Task instructions = Please pick out every line in the listing that contains the string "plate" and copy each one in full. Treat the match as case-sensitive.

Task material =

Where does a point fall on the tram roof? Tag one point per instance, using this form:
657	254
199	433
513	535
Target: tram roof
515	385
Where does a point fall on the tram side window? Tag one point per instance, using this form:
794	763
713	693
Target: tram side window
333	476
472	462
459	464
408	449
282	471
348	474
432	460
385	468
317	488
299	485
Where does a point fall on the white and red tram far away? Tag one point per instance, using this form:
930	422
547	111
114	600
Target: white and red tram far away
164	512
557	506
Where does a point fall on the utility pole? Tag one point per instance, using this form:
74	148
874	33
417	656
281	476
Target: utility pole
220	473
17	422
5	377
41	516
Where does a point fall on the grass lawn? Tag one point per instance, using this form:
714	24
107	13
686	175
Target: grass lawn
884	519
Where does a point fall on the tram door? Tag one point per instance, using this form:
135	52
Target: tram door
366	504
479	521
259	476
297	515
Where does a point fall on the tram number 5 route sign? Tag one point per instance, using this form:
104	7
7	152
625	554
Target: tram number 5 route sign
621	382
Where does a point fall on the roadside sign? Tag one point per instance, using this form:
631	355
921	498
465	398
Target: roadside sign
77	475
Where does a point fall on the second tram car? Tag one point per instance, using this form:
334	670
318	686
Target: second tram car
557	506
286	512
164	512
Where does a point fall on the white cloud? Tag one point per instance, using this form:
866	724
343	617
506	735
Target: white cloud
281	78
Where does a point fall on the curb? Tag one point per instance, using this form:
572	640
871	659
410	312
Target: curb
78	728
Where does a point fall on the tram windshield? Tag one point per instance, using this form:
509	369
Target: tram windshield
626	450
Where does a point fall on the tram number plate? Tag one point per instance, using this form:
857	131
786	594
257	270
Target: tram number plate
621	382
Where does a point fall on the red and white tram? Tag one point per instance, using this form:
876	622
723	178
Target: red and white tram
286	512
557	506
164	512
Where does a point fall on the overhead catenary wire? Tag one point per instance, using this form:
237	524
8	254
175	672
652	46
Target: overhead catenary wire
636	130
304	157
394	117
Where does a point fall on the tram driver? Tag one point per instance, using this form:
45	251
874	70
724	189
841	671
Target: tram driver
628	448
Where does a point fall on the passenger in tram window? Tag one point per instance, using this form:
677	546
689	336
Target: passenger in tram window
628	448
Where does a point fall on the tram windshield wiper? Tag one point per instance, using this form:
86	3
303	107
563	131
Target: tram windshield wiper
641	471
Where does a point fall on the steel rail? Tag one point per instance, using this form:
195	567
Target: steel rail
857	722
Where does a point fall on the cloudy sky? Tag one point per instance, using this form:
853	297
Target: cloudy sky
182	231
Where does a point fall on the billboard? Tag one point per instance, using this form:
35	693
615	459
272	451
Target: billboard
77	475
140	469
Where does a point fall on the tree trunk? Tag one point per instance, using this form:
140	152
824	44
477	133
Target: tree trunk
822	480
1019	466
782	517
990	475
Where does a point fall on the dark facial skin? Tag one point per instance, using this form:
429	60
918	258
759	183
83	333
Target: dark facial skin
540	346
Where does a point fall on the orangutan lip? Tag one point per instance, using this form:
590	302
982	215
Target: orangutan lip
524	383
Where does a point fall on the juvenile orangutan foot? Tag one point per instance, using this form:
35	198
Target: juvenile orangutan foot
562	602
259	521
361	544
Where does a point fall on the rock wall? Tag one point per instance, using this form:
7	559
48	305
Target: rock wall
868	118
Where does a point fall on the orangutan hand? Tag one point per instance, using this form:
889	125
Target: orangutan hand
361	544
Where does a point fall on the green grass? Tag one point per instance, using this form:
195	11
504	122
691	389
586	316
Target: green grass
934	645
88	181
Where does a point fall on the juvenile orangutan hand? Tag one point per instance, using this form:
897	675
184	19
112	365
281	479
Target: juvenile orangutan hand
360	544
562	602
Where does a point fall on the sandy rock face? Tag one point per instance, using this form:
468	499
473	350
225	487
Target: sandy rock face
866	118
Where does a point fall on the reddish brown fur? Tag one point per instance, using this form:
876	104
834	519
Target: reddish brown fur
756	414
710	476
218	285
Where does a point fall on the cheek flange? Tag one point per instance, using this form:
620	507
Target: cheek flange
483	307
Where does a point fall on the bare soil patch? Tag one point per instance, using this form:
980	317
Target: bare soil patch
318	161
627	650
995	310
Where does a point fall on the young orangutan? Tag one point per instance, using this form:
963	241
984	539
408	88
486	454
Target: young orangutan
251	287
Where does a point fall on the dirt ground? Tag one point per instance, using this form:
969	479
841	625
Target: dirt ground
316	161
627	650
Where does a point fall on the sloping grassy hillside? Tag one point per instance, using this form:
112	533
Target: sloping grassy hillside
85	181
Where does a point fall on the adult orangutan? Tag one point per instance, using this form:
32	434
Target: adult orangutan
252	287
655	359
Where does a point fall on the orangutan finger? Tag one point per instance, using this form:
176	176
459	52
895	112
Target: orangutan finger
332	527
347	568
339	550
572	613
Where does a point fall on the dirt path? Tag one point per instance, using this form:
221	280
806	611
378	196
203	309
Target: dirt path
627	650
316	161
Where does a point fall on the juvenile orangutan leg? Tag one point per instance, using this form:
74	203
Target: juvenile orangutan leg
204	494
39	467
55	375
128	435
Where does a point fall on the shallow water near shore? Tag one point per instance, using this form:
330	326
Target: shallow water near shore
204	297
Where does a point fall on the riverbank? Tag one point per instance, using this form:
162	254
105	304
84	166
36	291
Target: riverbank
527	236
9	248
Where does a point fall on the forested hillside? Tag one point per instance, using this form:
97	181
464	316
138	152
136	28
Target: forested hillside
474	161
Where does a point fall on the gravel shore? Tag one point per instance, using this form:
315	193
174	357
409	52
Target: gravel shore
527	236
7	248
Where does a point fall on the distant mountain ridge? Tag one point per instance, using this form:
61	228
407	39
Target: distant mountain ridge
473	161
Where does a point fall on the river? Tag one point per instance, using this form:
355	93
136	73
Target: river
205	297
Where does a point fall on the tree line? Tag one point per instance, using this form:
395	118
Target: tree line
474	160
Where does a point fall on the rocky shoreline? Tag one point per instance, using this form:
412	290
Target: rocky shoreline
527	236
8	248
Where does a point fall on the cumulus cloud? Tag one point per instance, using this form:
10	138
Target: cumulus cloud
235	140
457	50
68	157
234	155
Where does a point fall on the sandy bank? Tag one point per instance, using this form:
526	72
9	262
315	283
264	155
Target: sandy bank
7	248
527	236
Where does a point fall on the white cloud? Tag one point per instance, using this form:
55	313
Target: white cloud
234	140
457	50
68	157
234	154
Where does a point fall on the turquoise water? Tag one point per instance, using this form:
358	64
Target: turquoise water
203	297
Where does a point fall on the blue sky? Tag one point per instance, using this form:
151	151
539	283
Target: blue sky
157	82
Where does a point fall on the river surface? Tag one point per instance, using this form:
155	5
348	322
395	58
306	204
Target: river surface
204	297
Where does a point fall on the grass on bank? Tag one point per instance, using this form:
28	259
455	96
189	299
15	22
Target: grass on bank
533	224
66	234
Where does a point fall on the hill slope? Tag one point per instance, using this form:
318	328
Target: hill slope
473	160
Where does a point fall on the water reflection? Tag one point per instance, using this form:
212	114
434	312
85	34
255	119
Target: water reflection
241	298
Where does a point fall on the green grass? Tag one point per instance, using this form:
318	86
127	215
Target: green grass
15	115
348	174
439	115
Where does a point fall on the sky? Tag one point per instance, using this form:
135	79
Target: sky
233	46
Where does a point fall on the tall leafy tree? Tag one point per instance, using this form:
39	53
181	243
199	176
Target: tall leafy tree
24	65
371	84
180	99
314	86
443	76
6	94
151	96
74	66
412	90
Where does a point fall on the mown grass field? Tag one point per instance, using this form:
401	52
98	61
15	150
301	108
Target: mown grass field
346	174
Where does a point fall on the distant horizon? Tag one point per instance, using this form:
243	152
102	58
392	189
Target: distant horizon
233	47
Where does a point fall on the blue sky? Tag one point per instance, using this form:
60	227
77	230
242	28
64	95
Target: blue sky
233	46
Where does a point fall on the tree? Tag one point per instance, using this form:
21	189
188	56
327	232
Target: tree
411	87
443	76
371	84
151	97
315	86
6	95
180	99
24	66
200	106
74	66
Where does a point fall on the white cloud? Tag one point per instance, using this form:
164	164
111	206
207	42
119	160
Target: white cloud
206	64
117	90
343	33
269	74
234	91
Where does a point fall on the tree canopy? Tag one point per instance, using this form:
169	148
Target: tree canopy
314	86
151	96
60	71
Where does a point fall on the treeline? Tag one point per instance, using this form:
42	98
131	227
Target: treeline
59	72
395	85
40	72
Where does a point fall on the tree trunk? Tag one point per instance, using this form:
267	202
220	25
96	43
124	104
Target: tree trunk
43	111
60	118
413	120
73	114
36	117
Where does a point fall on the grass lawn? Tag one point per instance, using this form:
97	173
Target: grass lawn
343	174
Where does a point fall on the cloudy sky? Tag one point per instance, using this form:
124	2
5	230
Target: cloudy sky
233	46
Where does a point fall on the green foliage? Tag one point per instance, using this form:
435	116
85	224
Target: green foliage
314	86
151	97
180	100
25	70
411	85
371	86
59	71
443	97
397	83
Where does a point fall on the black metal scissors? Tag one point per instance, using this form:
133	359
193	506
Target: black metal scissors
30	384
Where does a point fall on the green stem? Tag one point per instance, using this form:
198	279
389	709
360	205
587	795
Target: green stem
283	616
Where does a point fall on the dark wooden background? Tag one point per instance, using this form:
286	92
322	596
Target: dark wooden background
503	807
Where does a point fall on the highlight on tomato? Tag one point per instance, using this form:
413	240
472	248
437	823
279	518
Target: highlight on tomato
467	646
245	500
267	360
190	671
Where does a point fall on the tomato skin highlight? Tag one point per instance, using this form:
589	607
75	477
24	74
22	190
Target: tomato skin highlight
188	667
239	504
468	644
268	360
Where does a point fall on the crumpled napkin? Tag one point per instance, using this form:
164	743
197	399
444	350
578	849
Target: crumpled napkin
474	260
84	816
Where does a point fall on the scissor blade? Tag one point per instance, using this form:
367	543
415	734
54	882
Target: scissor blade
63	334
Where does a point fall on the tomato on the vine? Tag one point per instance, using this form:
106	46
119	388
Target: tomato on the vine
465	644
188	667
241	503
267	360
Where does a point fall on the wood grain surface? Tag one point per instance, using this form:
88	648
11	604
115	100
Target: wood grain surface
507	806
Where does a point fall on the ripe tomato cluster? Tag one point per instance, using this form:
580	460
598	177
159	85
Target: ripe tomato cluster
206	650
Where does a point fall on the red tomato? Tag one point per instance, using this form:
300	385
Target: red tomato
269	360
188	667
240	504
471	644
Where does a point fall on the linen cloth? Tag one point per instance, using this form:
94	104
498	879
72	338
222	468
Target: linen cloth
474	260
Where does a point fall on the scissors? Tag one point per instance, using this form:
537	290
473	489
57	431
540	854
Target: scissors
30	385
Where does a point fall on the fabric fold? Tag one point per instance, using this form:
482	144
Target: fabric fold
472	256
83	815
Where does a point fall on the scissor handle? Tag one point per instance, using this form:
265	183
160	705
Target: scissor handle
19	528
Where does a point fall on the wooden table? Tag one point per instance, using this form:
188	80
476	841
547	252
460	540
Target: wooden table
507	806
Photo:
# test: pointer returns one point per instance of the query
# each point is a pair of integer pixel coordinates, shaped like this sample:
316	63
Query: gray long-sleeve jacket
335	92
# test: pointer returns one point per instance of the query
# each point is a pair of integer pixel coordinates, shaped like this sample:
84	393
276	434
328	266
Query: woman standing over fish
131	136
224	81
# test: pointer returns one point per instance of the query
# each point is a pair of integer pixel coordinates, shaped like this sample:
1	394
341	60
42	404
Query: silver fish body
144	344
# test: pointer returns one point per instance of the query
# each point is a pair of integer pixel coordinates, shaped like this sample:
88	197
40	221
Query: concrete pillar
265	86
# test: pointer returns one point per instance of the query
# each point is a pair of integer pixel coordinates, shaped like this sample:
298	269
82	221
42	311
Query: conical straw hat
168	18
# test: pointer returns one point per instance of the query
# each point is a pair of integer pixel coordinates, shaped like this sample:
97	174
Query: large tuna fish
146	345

In response =
Where does a point fall on the tram number plate? Tag one point per instance, using this form:
Target: tram number plate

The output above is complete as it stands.